(Exercise brief) All the lines below should be set down exactly, with no picture carried into the copy.
== Supplied material
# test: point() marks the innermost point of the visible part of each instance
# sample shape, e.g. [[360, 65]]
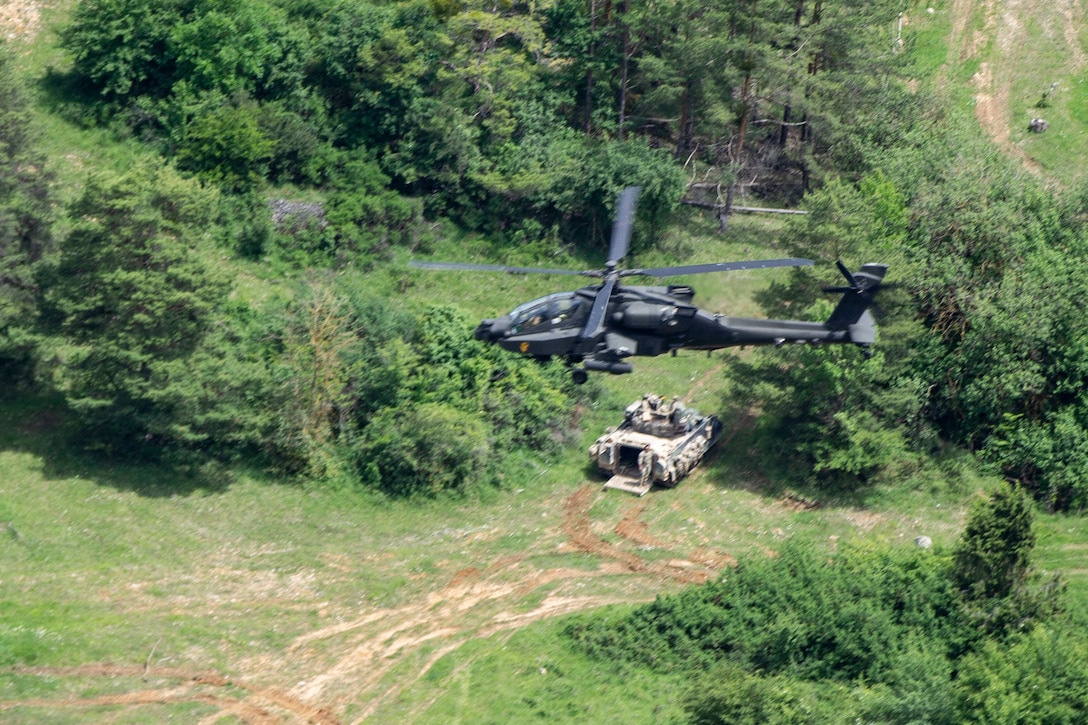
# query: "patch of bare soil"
[[992, 82], [347, 666], [20, 20], [259, 705]]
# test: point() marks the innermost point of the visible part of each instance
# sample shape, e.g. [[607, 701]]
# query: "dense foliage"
[[521, 122], [898, 636], [25, 233]]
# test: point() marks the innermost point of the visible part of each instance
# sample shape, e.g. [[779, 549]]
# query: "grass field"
[[140, 594]]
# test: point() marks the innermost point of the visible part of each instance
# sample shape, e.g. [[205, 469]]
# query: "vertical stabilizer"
[[856, 299]]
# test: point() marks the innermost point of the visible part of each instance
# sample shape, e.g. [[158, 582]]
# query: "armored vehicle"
[[678, 437]]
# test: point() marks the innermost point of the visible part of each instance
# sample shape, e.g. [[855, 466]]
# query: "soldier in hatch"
[[646, 465]]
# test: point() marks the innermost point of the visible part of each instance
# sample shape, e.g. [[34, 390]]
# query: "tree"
[[992, 564], [130, 293], [122, 47], [25, 225]]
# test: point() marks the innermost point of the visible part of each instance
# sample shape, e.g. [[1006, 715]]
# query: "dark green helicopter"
[[598, 327]]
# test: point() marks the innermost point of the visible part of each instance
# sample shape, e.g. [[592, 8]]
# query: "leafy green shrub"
[[130, 294], [800, 614], [1038, 677], [425, 449]]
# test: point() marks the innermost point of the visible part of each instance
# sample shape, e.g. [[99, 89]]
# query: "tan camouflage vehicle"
[[678, 435]]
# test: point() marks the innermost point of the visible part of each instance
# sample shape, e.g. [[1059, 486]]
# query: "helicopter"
[[597, 328]]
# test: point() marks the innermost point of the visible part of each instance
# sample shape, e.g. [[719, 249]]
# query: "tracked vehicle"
[[678, 435]]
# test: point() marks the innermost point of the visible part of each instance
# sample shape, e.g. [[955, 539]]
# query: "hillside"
[[213, 591]]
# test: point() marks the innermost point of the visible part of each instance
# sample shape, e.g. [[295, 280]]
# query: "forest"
[[236, 296]]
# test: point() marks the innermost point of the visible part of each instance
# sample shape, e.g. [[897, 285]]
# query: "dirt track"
[[348, 662], [474, 603]]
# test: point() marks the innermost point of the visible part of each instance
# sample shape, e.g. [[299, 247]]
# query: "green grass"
[[272, 582]]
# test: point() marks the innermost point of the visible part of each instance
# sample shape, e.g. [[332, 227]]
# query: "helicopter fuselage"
[[643, 321]]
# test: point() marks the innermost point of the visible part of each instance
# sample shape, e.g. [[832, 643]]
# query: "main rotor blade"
[[493, 268], [596, 317], [719, 267], [621, 224]]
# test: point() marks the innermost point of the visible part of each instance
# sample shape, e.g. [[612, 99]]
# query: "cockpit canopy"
[[547, 311]]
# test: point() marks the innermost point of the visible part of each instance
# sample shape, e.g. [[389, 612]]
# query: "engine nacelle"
[[656, 318]]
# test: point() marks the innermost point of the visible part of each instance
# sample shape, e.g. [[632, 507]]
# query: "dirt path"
[[366, 663], [361, 664], [1004, 24]]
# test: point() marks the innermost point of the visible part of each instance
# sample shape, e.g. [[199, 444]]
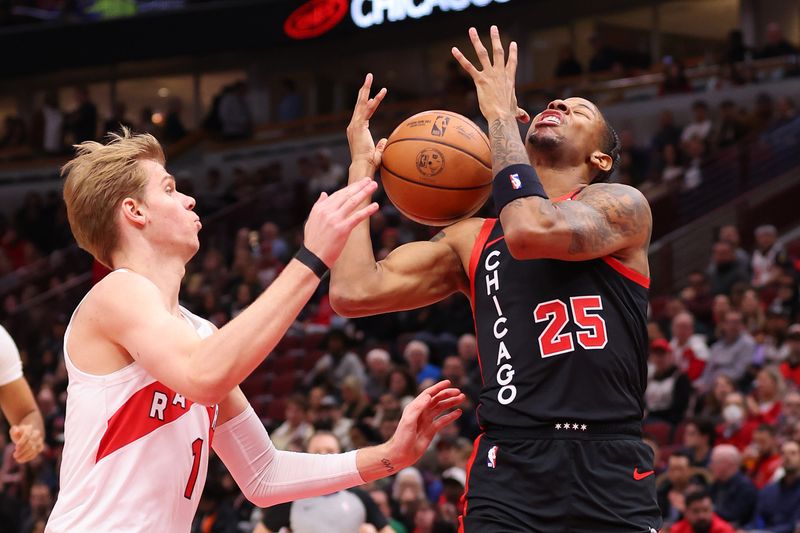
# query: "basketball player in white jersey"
[[18, 404], [153, 387]]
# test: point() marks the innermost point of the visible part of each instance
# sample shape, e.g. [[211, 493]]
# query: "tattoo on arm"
[[507, 146], [614, 213], [439, 236], [388, 464]]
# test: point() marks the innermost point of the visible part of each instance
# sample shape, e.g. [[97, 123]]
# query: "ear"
[[601, 161], [133, 212]]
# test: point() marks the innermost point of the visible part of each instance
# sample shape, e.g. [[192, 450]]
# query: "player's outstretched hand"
[[29, 442], [362, 146], [333, 218], [422, 419], [495, 82]]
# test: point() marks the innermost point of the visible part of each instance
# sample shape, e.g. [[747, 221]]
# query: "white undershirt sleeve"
[[268, 476], [10, 363]]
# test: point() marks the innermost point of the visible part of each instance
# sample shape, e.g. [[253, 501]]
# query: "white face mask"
[[732, 414]]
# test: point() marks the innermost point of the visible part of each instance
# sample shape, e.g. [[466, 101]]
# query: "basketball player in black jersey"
[[558, 286]]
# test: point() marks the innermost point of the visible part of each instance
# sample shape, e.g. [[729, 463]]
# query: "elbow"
[[347, 301], [205, 389]]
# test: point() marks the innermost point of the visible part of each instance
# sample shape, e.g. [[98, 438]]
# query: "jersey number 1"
[[553, 341], [197, 449]]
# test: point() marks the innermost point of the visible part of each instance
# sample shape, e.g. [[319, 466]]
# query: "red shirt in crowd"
[[718, 525]]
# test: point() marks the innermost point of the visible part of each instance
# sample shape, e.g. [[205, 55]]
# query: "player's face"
[[574, 124], [171, 221]]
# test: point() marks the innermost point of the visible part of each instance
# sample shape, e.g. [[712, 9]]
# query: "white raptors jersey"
[[135, 452]]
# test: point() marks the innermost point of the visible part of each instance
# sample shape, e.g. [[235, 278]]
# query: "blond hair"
[[98, 179]]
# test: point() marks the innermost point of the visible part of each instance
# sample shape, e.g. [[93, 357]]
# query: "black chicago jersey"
[[559, 341]]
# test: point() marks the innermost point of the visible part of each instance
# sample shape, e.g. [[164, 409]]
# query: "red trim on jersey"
[[569, 196], [628, 272], [132, 420], [477, 248], [466, 487]]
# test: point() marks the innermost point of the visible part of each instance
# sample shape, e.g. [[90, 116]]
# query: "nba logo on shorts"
[[491, 457]]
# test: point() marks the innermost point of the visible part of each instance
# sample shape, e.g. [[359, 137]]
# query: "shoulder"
[[613, 194]]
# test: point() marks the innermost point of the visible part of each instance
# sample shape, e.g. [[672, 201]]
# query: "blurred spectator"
[[668, 388], [82, 121], [328, 175], [290, 104], [725, 269], [117, 120], [701, 126], [379, 365], [48, 125], [234, 113], [173, 130], [417, 354], [337, 363], [345, 511], [731, 128], [568, 65], [668, 133], [733, 494], [768, 253], [778, 508], [698, 440], [775, 44], [672, 490], [735, 49], [700, 516], [762, 458], [330, 417], [790, 367], [737, 426], [295, 431], [146, 124], [675, 81], [689, 348], [765, 401], [603, 57], [356, 403]]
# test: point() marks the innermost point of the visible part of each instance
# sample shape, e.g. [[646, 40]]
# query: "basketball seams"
[[442, 187], [433, 141], [465, 120]]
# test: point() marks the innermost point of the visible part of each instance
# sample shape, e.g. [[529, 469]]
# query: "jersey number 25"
[[553, 341]]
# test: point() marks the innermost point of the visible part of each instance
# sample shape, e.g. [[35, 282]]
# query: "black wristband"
[[516, 181], [310, 259]]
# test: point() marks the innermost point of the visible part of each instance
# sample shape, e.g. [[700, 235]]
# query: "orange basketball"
[[437, 168]]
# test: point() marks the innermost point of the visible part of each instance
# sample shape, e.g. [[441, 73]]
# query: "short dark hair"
[[696, 496], [611, 146]]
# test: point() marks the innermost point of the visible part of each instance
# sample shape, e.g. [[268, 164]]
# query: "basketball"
====
(Expected answer)
# test: point() marks the innermost point of the visible part of each instance
# sample shape, e.g. [[360, 65]]
# query: "patch of bare soil"
[[992, 82], [347, 666], [20, 20], [259, 705]]
# test: point() marks the innermost point of the visible part of each instance
# sample shape, e.g. [[607, 701]]
# query: "dense foliage"
[[521, 122], [898, 636], [25, 233]]
# test: point() marks the innermost point of the visible part of each instance
# sample shape, e.g. [[779, 549]]
# query: "grass field"
[[140, 594]]
# test: point() marks the innermost point of the visible part of each instance
# sample shape, e.g. [[205, 469]]
# query: "vertical stabilizer"
[[856, 299]]
# test: point() marks the innermost point of the visible part of each instance
# sample shape, e.g. [[158, 582]]
# query: "armored vehicle"
[[678, 437]]
# test: point() marks the innermost point of the visible part of each instance
# sample shape, e.g. [[855, 466]]
# query: "soldier in hatch"
[[646, 465]]
# test: point() marks the innermost point of the visible part of each instance
# sample shape, e.g. [[34, 390]]
# query: "tree"
[[992, 564], [130, 293], [122, 47], [25, 225]]
# test: point() marks the innermost point of the visible part of each instance
# sample shape, e.g. [[1006, 715]]
# query: "dark green helicopter"
[[598, 327]]
# test: point() marks the innermost point of the visible part of each instance
# sample shape, e.g. [[592, 8]]
# query: "leafy green shrub"
[[130, 294], [800, 614], [1038, 677], [425, 449]]
# test: point() marks the innermost point of the visible part of each instance
# sample shape, e.g. [[99, 89]]
# query: "tan camouflage vehicle"
[[678, 435]]
# test: point() marks the innermost point of the visible part of each instance
# sample shape, e.g. [[1059, 486]]
# query: "helicopter"
[[597, 328]]
# test: point() marks the innermost point of the visible part of each instance
# sample shape, e.g. [[719, 249]]
# query: "tracked vehicle"
[[678, 435]]
# test: point() marks the innermost point of the visible part of each instance
# sample shape, e.g. [[955, 539]]
# query: "hillside"
[[213, 591]]
# test: point() marks the innermost point of the visible part of each instance
# sample shape, e.g. [[295, 280]]
# query: "forest"
[[236, 296]]
# test: point() marks the innermost point of the visible part of each instance
# sample shape, e.g. [[897, 285]]
# query: "dirt track"
[[348, 662], [474, 603]]
# test: point() marks the innermost point of the visible part of each instance
# sample shape, e.g. [[299, 247]]
# query: "green grass"
[[272, 582]]
# test: point() marks the innermost point of the visible part of each instance
# sample shape, e.g. [[332, 227]]
# query: "helicopter fuselage"
[[643, 321]]
# test: point() marks the innermost point of the visible part of each instance
# sample shape, e.g. [[832, 643]]
# query: "main rotor blade"
[[493, 268], [596, 317], [719, 267], [621, 224]]
# test: point() marks the innermost point of the visible part of each instance
# sample shape, e.g. [[612, 99]]
# query: "cockpit canopy"
[[547, 311]]
# test: point() marks the innermost point of the visible part of each instance
# sample shape, e.g. [[389, 612]]
# query: "engine nacelle"
[[656, 318]]
# test: point() marks the innermost point of the visible part of each instance
# sample shape, e.g. [[632, 507]]
# query: "dirt path"
[[366, 663], [361, 664], [1004, 24]]
# test: point() marks the innermost point of the visible part of each instance
# sample shape, e.g. [[199, 444]]
# query: "basketball player in white jersey"
[[18, 404], [153, 387]]
# test: point() marks the innermost point of the visible part of each instance
# sample shape, e.g. [[211, 493]]
# query: "tattoo on arm"
[[507, 146], [614, 213], [439, 236], [388, 464]]
# test: point() marks the innermost point of the visible part of each instance
# sample shape, e.g. [[97, 123]]
# query: "ear"
[[601, 161], [133, 212]]
# test: point() marks the innermost point of the visible part of each instance
# sample shape, e.g. [[192, 450]]
# query: "player's outstretched hand"
[[29, 442], [362, 146], [333, 218], [422, 419], [495, 82]]
# test: point() marks the innermost point of the visible part of each instance
# sample shape, e.g. [[747, 221]]
# query: "white undershirt sleeve"
[[268, 476], [10, 363]]
# test: point() marks the innermost point of the visible part of each instance
# sample shape, e.g. [[253, 501]]
# query: "white face mask"
[[732, 414]]
# test: point() marks the innermost point of the visible part of each instance
# sample shape, e.g. [[466, 101]]
# query: "basketball player in black jersey"
[[558, 286]]
# test: point() marks the innermost point of the visible part of each instance
# sample shape, e.g. [[729, 463]]
# query: "elbow"
[[347, 301], [205, 389]]
# test: point() marks the innermost point of the visible part of each instance
# sample shape, e.g. [[98, 438]]
# query: "jersey number 1"
[[553, 341], [197, 449]]
# test: point() marks the innermost point of the visible part of each instance
# sample shape, e.g. [[319, 466]]
# query: "red shirt in crowd"
[[718, 525]]
# test: point() marks the innermost point of the visible part of each instance
# sample shape, e.g. [[205, 55]]
# query: "player's face"
[[574, 124], [171, 221]]
# test: point() marks the innermost point of the visible part of each instance
# sample shape, e.g. [[712, 9]]
# query: "white raptors jersey"
[[135, 452]]
# test: point() marks the innermost point of the visible part of each instance
# sample shape, e.g. [[235, 278]]
# query: "blond hair"
[[98, 179]]
# test: point() marks the innermost point of the visible part of each instance
# sample shape, e.g. [[93, 357]]
# query: "black chicago jersey"
[[559, 341]]
# test: point() marks the innermost point of the visible part of each instance
# sample shape, e.g. [[164, 409]]
# query: "red trim on jersey"
[[569, 196], [628, 272], [132, 420], [477, 248], [466, 487]]
# test: point() marks the innermost point of the visible part of each instance
# sample shape, e.g. [[90, 116]]
# query: "nba logo on shorts"
[[491, 457]]
# test: point() marks the innermost point of the visible part of each instance
# sample shape, e.g. [[359, 137]]
# query: "shoulder"
[[613, 194]]
# test: point() marks the innermost point of the visible part of each instance
# sample shape, e.g. [[672, 201]]
# query: "blurred spectator"
[[668, 388], [82, 121], [328, 175], [290, 104], [725, 269], [117, 120], [701, 126], [379, 365], [48, 125], [234, 113], [173, 130], [417, 354], [337, 363], [345, 511], [731, 128], [568, 65], [668, 133], [733, 494], [768, 253], [778, 508], [698, 440], [775, 44], [672, 490], [735, 49], [700, 516], [762, 458], [330, 417], [790, 367], [737, 426], [295, 431], [146, 124], [675, 81], [689, 348], [765, 401], [603, 57], [356, 403]]
# test: point() marks the innermost point of the visible part of each instance
# sample shape, e.g. [[646, 40]]
# query: "basketball seams"
[[442, 187], [433, 141], [465, 120]]
# test: point() marks the innermost point of the visible part of each instance
# sample shape, e.g. [[529, 469]]
# query: "jersey number 25"
[[553, 341]]
# test: point() marks the innermost point of the visible part of each instance
# sample shape, e.g. [[35, 282]]
# query: "black wristband"
[[516, 181], [310, 259]]
# test: point() marks the innermost point of the visible part of each instance
# sample shape, e.g. [[700, 235]]
# query: "orange basketball"
[[437, 168]]
# test: point() marks the innermost point of the visible part of each instance
# sample shape, e.g. [[441, 73]]
# query: "short dark hair"
[[696, 496], [611, 146]]
# test: point() marks the innermost point of the visible part of each instance
# sample shape, e.g. [[268, 164]]
# query: "basketball"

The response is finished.